* WHAT NEEDS TO BE DONE
Identify every line of the listing that contains the string "black", and copy each such line in full. Treat matching as case-sensitive.

* RECORD EXTRACTS
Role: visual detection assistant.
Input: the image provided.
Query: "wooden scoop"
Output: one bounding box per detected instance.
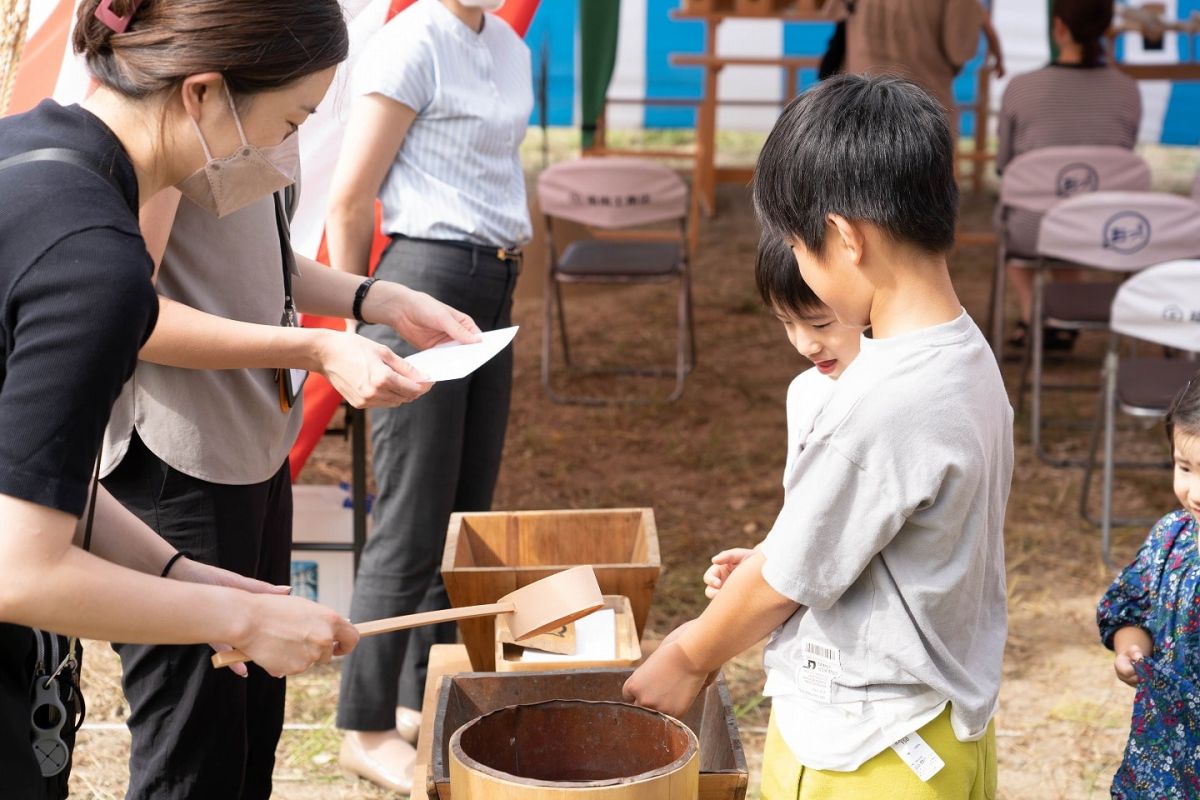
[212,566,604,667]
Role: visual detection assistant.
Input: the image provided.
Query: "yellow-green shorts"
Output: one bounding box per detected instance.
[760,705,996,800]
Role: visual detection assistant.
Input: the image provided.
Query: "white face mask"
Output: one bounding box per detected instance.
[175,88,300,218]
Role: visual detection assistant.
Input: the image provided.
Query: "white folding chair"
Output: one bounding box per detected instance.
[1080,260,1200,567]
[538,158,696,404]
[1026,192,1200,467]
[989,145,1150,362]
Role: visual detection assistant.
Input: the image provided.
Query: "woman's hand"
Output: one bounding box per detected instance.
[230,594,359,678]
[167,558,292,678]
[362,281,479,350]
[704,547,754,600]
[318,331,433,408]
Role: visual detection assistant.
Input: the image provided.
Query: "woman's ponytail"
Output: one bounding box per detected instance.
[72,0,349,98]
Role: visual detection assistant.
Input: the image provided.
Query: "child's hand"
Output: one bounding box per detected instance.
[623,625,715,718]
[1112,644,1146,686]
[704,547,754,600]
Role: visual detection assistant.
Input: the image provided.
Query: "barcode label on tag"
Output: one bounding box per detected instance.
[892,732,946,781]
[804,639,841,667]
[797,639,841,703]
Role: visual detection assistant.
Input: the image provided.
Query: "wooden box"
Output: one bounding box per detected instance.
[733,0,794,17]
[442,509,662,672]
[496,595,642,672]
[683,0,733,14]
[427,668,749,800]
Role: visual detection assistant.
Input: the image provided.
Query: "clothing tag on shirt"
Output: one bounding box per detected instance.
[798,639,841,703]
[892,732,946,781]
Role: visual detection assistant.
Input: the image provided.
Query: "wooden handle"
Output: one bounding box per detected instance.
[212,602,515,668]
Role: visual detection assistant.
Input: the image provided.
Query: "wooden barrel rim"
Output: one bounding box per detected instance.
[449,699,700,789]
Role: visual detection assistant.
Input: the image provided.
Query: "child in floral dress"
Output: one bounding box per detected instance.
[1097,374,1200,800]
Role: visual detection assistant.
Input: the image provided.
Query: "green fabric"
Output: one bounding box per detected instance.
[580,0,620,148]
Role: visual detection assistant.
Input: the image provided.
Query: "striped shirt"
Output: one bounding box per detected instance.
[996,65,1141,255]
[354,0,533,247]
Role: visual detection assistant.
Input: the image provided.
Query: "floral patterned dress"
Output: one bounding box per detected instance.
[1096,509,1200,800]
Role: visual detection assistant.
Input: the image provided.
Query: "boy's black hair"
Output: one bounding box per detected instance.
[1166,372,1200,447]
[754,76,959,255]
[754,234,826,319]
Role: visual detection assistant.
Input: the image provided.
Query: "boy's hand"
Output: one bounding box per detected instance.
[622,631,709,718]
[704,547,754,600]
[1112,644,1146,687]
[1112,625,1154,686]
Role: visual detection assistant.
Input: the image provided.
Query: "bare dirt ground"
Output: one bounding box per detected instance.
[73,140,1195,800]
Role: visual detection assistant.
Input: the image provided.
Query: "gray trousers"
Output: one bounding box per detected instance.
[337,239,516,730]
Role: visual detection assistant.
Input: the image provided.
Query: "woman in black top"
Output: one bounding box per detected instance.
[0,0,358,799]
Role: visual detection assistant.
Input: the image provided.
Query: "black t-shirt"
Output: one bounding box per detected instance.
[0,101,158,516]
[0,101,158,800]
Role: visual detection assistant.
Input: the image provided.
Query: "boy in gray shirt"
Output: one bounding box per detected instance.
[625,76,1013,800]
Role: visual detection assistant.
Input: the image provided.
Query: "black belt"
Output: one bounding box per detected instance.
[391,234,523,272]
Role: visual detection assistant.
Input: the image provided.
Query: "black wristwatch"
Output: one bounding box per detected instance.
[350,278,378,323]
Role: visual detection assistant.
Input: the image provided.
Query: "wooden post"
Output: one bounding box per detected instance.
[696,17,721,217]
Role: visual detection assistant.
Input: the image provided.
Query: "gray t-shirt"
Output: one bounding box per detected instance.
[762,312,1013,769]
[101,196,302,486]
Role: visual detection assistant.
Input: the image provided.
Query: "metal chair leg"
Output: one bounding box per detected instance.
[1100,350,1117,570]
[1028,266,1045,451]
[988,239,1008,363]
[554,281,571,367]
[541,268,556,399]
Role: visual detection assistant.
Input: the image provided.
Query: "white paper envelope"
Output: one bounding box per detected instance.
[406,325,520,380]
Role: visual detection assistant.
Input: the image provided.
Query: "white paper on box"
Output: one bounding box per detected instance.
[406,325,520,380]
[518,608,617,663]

* SOLUTION FOR THIS TASK
Query: "boy's black hair"
Query: "woman in black top"
Query: "black t-shirt"
Query: "black belt"
Query: "black wristwatch"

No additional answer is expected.